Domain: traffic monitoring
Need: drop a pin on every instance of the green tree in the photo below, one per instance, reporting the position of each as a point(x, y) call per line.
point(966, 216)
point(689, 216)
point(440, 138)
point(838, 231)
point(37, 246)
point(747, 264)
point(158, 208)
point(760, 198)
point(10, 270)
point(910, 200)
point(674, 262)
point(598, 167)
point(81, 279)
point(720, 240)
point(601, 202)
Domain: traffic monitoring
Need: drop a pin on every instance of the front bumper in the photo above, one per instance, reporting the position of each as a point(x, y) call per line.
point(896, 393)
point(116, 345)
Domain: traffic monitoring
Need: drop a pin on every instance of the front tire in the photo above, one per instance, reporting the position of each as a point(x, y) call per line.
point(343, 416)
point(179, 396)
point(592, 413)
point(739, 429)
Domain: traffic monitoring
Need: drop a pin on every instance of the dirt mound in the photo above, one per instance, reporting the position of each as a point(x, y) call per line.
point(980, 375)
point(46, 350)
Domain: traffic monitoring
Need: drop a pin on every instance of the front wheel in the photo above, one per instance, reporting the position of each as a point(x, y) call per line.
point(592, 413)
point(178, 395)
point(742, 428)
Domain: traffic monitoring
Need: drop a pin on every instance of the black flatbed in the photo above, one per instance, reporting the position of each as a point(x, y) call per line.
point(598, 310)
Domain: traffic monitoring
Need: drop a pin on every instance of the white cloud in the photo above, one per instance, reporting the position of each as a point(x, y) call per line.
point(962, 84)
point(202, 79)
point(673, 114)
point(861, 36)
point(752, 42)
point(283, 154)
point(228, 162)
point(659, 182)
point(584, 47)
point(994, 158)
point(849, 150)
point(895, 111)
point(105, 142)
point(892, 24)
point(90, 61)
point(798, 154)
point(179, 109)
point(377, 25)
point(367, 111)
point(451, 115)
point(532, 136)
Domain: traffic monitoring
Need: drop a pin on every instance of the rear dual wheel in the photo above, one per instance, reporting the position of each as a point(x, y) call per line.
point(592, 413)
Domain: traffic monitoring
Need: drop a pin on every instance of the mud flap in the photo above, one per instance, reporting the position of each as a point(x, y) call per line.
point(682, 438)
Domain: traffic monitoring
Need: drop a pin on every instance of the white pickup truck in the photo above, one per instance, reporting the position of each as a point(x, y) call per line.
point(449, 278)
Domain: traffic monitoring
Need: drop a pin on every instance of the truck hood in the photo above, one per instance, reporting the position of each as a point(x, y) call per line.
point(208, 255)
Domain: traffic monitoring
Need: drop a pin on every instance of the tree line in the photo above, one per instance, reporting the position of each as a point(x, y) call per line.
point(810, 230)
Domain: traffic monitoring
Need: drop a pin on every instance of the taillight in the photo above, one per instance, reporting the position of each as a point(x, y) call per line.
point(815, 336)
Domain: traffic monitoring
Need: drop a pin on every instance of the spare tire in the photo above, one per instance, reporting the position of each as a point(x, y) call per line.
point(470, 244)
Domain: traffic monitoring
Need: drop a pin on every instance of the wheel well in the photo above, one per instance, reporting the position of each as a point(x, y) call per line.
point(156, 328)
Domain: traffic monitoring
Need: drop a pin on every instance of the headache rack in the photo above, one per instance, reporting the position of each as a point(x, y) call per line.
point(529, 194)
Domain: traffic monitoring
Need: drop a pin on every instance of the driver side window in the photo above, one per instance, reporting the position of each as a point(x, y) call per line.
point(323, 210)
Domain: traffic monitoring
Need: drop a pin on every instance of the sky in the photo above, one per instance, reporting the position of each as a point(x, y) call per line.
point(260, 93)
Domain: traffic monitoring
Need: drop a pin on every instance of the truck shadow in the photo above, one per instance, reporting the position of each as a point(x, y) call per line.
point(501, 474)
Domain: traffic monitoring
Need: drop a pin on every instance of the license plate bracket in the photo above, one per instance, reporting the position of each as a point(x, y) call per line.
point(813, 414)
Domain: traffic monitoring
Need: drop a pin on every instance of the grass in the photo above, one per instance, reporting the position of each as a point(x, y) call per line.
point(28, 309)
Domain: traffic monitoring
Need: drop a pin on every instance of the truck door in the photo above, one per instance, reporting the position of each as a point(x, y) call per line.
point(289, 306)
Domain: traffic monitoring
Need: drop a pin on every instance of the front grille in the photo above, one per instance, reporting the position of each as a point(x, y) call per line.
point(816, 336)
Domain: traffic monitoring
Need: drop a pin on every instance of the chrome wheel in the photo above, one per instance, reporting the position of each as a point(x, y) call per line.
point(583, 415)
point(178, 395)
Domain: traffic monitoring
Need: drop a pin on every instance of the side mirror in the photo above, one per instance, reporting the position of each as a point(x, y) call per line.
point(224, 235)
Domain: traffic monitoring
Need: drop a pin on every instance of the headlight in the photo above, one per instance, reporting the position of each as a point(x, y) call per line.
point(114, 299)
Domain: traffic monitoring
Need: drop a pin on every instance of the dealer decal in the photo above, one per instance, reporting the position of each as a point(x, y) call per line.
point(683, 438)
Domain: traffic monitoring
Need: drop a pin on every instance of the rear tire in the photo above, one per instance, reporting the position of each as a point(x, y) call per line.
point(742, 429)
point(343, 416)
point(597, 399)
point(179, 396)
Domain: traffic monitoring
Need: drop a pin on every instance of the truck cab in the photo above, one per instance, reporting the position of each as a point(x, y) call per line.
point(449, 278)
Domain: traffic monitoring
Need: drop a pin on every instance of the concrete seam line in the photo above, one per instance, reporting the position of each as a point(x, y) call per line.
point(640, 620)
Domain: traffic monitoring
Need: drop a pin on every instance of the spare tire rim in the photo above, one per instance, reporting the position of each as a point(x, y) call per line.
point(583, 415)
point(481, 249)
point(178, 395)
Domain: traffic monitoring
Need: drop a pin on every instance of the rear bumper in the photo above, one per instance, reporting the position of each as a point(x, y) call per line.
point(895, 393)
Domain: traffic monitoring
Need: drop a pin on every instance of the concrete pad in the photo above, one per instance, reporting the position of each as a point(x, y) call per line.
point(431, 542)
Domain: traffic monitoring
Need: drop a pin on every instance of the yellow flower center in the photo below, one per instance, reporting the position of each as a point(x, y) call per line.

Work required:
Repeat the whole listing, keeping every word exactly as it is.

Solution below:
Domain: traffic monitoring
Need: drop a pin on every instance of the green tree in the photo below, one per instance, reporting the position of each as a point(x, y) call per line.
point(966, 216)
point(689, 216)
point(440, 138)
point(838, 231)
point(37, 246)
point(747, 264)
point(158, 208)
point(760, 198)
point(10, 270)
point(910, 200)
point(674, 262)
point(598, 167)
point(81, 279)
point(720, 240)
point(601, 202)
Domain: traffic monitoring
Need: drop a pin on every instance of the front bumper in the photo above, one per instance, reporting the position of each as a point(x, y) call per line.
point(896, 393)
point(116, 345)
Domain: traffic monitoring
Need: drop a pin on every instance of the front tire in the photo above, one per instance, reporting the position of each as a point(x, y) call per line.
point(343, 416)
point(179, 396)
point(592, 413)
point(739, 429)
Domain: traffic monitoring
Need: drop a pin on every instance of the dirt mound in the photo above, one per instance, reporting the position of each as a point(x, y) call per line.
point(980, 375)
point(46, 350)
Domain: traffic monitoring
Need: drop a pin on every instance of the front wheel in the photo above, one per instance, reporting the position of each as a point(x, y) call per line.
point(592, 413)
point(178, 395)
point(742, 428)
Domain: traffic monitoring
Need: drop a pin on every instance of the black flatbed in the photo above, one per instance, reporting the position of each as a point(x, y) call per line.
point(598, 310)
Domain: traffic monitoring
Need: drop a pin on every instance of the white cloud in the photo above, one per instance, reporting the position of each as a point(x, y) call per line.
point(962, 84)
point(202, 79)
point(673, 114)
point(861, 36)
point(752, 42)
point(283, 154)
point(228, 162)
point(659, 182)
point(584, 47)
point(994, 158)
point(849, 150)
point(895, 111)
point(105, 142)
point(892, 24)
point(90, 61)
point(798, 154)
point(179, 109)
point(377, 25)
point(367, 111)
point(451, 115)
point(532, 136)
Domain: traffic monitoring
Need: drop a pin on every instance of the rear dual wheel in the photo above, one per instance, reporting the position of each as a point(x, y) call per line.
point(592, 413)
Domain: traffic monitoring
Need: drop a pin on every instance of the mud flap in the photo above, one per instance, reporting the position of each as a point(x, y) call per line.
point(682, 438)
Domain: traffic monitoring
Need: drop a pin on every instance of the white pickup truck in the photo above, one per instance, reporting the position of each as a point(x, y) call per line.
point(449, 278)
Domain: traffic monitoring
Need: drop a pin on every instance of the truck hood in the photo above, one per instance, reporting the position of each as a point(x, y) call per line.
point(208, 255)
Domain: traffic monitoring
Need: drop a pin on every instance of the tree line in the photo above, one per instance, reporting the position of each as a point(x, y) call per line.
point(810, 230)
Domain: traffic monitoring
Need: drop a pin on every instance of the taillight in the photo above, one per instance, reporting the position of each as a point(x, y) call per line.
point(815, 336)
Domain: traffic monitoring
Need: drop a pin on every instance of the spare tire in the photo above, one per instance, reporting the position of each as a point(x, y) call per line.
point(470, 244)
Domain: traffic monitoring
Need: drop a pin on every instance of the wheel well in the photo above, one per instance, reporting the position of each as a point(x, y) call per line.
point(156, 328)
Domain: traffic monitoring
Need: drop a pin on every instance of the headache rack in the photo above, one per instance, reporting the position of each as a point(x, y) call per line.
point(529, 194)
Domain: traffic monitoring
Need: drop a pin on every instance of the driver side window in the photo above, one per instance, reporting the position of each as a point(x, y) call per line.
point(323, 210)
Domain: traffic monitoring
Need: drop a pin on every instance of the sky in the photo above, one per instance, reporting the position of each as a point(x, y) call per line.
point(260, 93)
Domain: traffic monitoring
Need: drop a pin on every instance of the truck shadow in the photo above, one per instance, reporting the position of each as a point(x, y) call per line.
point(501, 474)
Domain: traffic monitoring
Need: drop a pin on every instance of the license plate bracket in the photo above, one per instance, reporting the position of each as a point(x, y) call per line.
point(813, 414)
Domain: traffic monitoring
Need: drop a pin on every instance of the grass in the photo above, one per instance, reporting the position of each as a point(x, y) call per line.
point(28, 309)
Domain: traffic monitoring
Need: drop a pin on every instance of the truck door in the photo above, one per instance, reporting the position of each as a point(x, y) call per line.
point(289, 306)
Domain: traffic monitoring
Need: drop a pin on every instance of the front grille in the photo above, one per instance, reporting the position of each as a point(x, y) call per line.
point(816, 336)
Domain: traffic monitoring
Need: drop a pin on every instance of the chrome wheel in the photo above, one per instance, reporting the position of each as a point(x, y) call per line.
point(583, 415)
point(178, 395)
Domain: traffic monitoring
Need: drop a pin on every instance of the side mirror in the photo above, one per instance, reporting the position of each as a point(x, y) call per line.
point(224, 235)
Domain: traffic monitoring
Need: drop a pin on every instance of the headlight in the photo above, one per instance, reporting the position of each as a point(x, y) call per line.
point(114, 299)
Domain: traffic monitoring
Need: drop a pin on every instance of the dealer decal in the photo above, one per instance, reporting the position of each as a point(x, y) call per line.
point(683, 438)
Domain: traffic monitoring
Need: drop a pin on every instance of the rear tire in the photo above, one per instance, reporting the position of each as a point(x, y) call per line.
point(742, 429)
point(343, 416)
point(597, 399)
point(179, 396)
Domain: traffic monitoring
Need: drop a pin on every instance of the truck cab in the photo above, one per instance, reporting the position of each as a point(x, y) call per line.
point(449, 278)
Domain: traffic monitoring
Need: drop a pin on every instance of the concrete seam line in the photo above, one per instance, reporting the position of each as a point(x, y) call per line.
point(640, 620)
Domain: traffic monitoring
Need: drop a pin on every instance of the spare tire rim in the photo above, one per instance, reporting the position of each as a point(x, y) call per line.
point(583, 415)
point(481, 249)
point(178, 395)
Domain: traffic monitoring
Need: drop a pin on every instance of the rear bumper in the photo above, one per instance, reporting the position of each as a point(x, y) call per line.
point(895, 393)
Domain: traffic monitoring
Need: drop a pin on every instance of the concrete pad in the photo above, one per instance, reporting the position of each as a point(x, y) call per line.
point(431, 542)
Domain: traffic monitoring
Need: drop a pin on every instance of the yellow flower center in the photo below, one per instance, reporting the position of each as a point(x, y) call per line.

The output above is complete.